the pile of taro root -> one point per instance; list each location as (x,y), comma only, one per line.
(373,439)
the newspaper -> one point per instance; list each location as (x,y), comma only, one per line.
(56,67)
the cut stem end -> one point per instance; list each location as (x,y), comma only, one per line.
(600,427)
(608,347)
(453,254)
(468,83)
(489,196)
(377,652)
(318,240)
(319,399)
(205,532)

********************

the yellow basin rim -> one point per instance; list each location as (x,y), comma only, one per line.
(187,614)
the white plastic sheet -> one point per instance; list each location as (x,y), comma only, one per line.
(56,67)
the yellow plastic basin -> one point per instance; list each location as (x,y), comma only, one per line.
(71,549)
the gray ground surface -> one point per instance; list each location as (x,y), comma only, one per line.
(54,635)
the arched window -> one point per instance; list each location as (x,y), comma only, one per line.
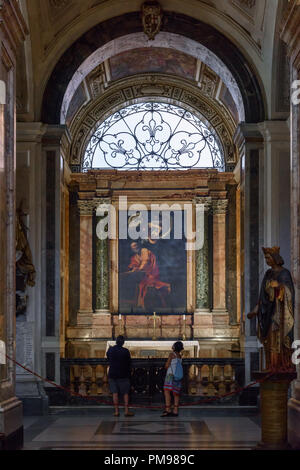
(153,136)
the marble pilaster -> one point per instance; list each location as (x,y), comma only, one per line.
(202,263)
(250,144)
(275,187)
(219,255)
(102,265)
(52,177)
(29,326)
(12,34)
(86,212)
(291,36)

********************

### Stated problem
Please find each line of the data above that contains the word "basin", and copy those lines.

### Result for this exercise
the yellow basin rim -> one point per instance; list each location as (x,y), comma only, one per line.
the yellow plastic basin -> one point per instance; list each location as (x,y), comma only, one per line.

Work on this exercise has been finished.